▽

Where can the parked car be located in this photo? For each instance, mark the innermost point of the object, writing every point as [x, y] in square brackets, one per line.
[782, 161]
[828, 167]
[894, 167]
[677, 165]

△
▽

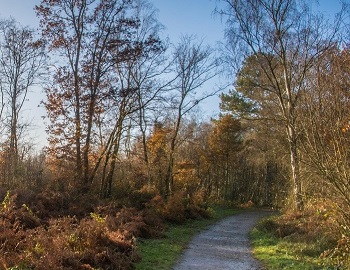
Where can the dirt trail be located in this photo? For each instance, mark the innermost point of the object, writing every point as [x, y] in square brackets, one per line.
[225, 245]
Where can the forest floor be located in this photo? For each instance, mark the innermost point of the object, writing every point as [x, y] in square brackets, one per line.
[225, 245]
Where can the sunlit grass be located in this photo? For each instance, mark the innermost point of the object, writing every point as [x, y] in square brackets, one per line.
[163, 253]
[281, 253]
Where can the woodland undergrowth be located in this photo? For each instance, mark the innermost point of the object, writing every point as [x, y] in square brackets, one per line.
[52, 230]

△

WHAT YOU NEED TO DO: Extract every line from the items above that contains the string "forest", matching case exactly.

FINISHED EXERCISE:
Where can the forest floor be located in this photo? For each instance, mark the innermost point of the object, writing every point as [x, y] in square brackets, one per line.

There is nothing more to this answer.